**WHAT TO DO:** For the entries below, the expected answer is the line with "Every <instance> should end", the line with "positive clicks: (167, 168)", and every line between them, exactly as written, and nothing more.

Stored dataset items:
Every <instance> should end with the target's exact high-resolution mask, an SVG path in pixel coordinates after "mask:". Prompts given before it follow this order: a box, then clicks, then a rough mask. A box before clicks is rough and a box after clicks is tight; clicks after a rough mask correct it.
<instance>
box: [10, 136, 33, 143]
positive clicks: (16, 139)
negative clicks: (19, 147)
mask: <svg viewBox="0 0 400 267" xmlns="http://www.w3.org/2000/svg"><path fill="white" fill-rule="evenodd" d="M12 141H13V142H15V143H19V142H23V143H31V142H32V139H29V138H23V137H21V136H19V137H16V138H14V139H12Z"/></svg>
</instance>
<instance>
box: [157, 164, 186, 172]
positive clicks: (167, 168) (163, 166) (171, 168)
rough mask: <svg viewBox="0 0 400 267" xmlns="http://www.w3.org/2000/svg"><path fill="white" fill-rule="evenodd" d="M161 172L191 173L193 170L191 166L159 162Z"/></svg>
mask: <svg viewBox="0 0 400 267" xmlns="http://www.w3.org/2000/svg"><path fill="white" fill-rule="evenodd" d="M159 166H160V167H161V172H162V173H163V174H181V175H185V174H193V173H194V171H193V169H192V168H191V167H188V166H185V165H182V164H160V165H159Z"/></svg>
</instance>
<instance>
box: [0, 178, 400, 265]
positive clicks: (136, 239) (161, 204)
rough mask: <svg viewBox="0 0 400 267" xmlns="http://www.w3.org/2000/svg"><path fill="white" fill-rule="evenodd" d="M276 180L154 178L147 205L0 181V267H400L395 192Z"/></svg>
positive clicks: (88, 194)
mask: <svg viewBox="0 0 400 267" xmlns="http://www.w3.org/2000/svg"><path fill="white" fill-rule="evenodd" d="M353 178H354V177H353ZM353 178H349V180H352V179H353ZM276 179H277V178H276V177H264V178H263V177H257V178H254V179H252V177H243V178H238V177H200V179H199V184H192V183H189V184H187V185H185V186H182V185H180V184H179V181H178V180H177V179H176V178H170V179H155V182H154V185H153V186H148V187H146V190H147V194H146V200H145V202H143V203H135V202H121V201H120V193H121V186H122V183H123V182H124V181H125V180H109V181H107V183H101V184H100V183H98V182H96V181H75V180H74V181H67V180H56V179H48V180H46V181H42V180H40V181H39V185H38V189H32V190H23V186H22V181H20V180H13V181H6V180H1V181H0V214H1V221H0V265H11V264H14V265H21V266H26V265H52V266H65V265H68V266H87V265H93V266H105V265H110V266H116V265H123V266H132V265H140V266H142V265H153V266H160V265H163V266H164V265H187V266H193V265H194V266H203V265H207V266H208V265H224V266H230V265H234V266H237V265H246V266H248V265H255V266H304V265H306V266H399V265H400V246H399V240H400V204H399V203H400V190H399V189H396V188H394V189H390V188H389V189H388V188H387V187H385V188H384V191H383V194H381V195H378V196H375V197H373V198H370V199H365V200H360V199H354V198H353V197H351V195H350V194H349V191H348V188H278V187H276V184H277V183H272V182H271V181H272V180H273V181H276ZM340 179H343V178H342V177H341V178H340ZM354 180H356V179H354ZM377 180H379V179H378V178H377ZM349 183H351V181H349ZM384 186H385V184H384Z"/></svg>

* * *

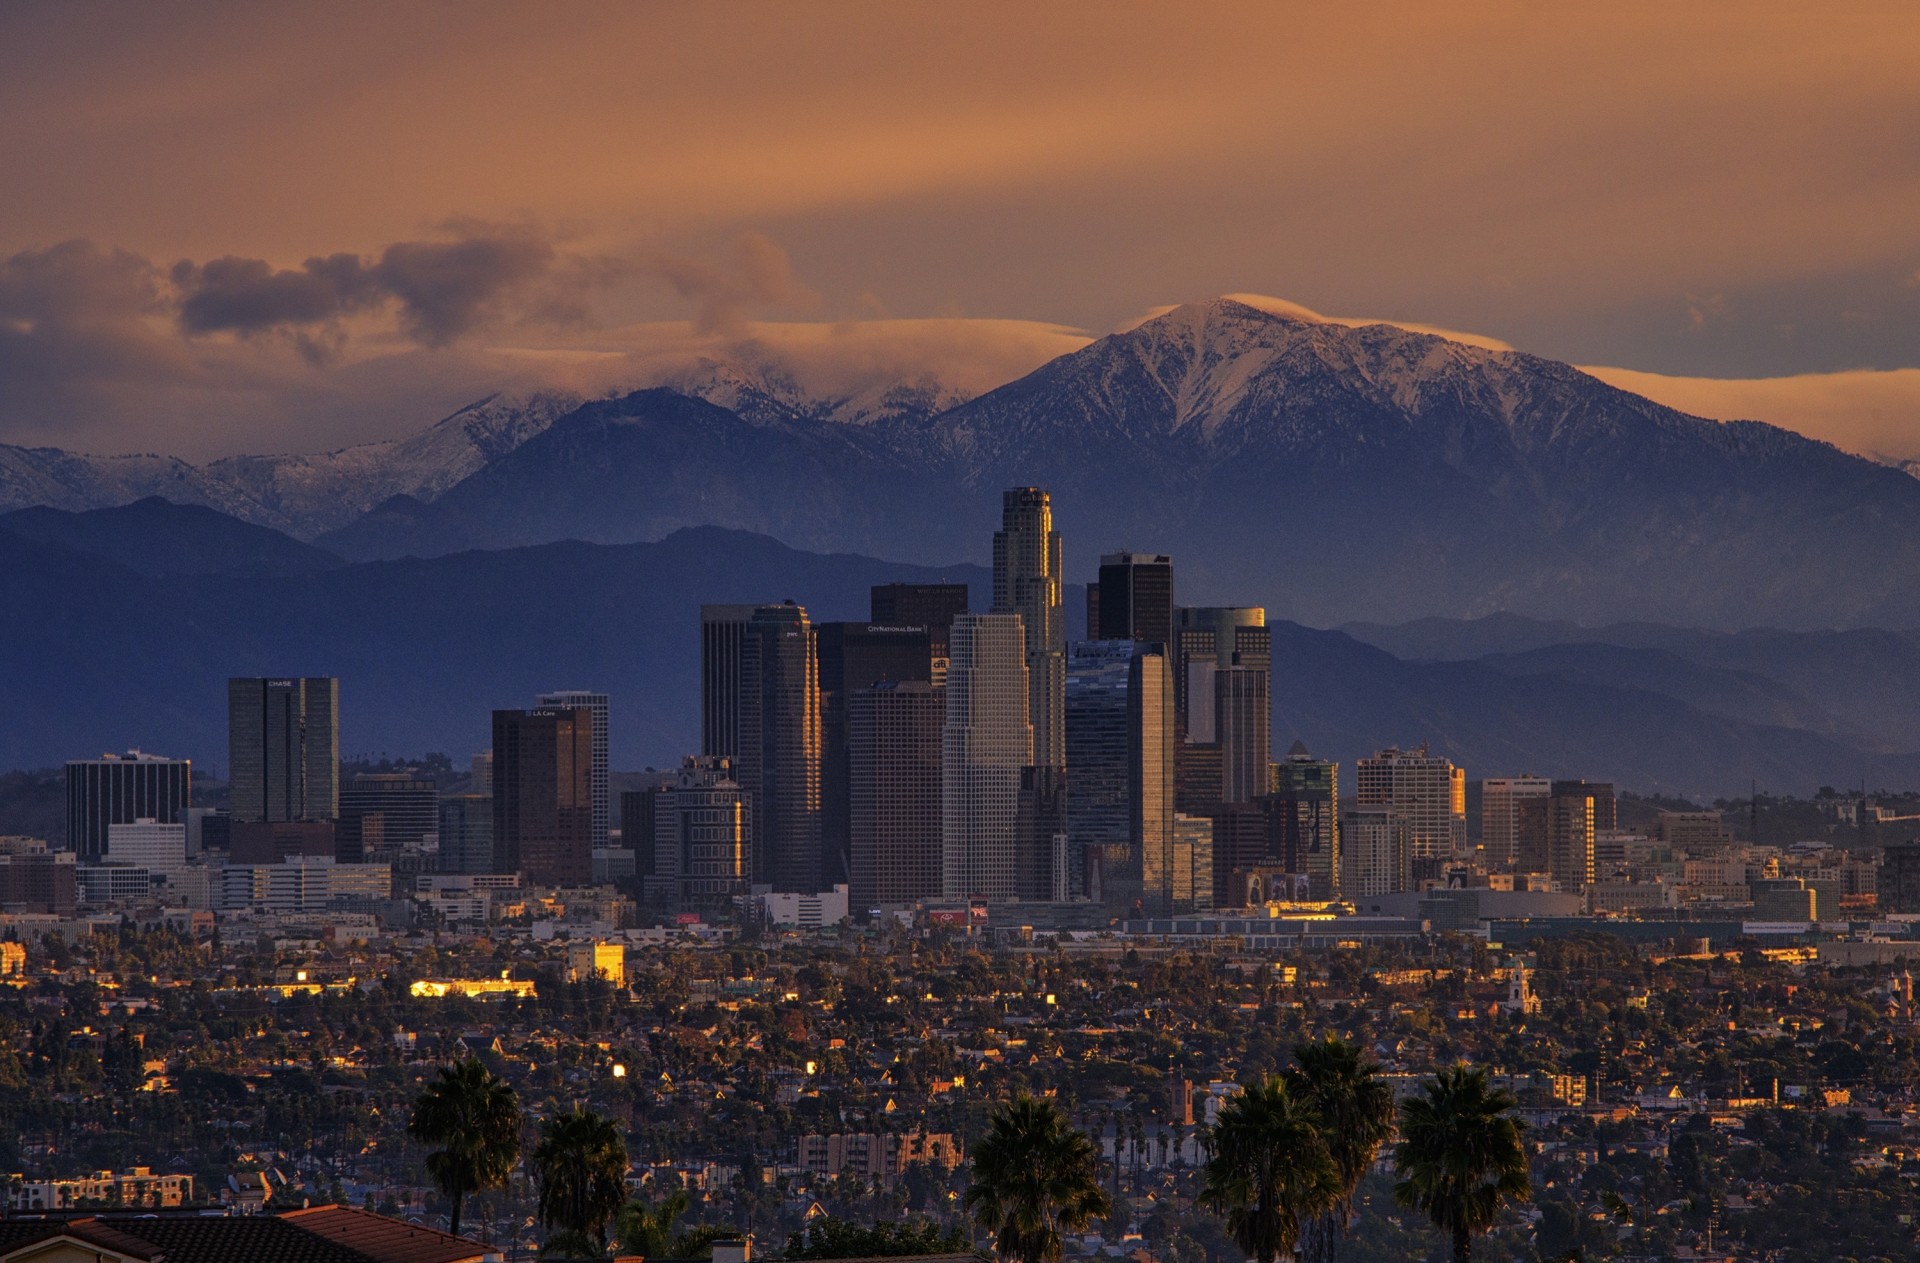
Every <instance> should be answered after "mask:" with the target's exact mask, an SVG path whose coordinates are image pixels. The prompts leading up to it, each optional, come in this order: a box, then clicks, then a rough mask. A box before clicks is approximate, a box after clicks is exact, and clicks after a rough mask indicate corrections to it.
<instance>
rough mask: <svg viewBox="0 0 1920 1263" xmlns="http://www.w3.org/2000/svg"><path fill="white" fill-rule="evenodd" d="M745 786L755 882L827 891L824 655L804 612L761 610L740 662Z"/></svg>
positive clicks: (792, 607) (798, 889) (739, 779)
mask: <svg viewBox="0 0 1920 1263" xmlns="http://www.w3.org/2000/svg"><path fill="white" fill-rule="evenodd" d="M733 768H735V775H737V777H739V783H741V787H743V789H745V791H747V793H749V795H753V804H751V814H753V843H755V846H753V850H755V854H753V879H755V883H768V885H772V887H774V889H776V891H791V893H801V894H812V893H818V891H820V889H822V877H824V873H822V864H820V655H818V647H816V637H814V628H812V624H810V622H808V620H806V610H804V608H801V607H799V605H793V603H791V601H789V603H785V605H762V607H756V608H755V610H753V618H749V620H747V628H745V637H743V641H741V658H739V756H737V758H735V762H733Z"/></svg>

==

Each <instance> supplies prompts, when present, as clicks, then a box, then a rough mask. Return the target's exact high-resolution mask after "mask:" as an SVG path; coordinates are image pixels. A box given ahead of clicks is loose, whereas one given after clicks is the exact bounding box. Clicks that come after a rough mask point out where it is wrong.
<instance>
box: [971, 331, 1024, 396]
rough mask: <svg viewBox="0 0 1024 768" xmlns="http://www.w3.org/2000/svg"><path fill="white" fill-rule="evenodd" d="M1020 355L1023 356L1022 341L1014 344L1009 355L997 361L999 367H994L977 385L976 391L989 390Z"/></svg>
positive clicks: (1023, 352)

**ANSWER TO THE PROBLEM:**
Every <instance> should end with the target's exact high-resolution mask, an SVG path in pixel coordinates after "mask:". Prompts given before it follow this order: a box, then clicks, then a rough mask. A box before clicks is rough and a box after clicks is tight; clicks after a rough mask correct it.
<instance>
box: [10, 136, 33, 143]
positive clicks: (16, 139)
negative clicks: (19, 147)
mask: <svg viewBox="0 0 400 267" xmlns="http://www.w3.org/2000/svg"><path fill="white" fill-rule="evenodd" d="M12 141H13V142H15V143H19V142H23V143H31V142H32V139H29V138H23V137H21V136H19V137H16V138H14V139H12Z"/></svg>
</instance>
<instance>
box: [157, 164, 186, 172]
positive clicks: (167, 168) (163, 166) (171, 168)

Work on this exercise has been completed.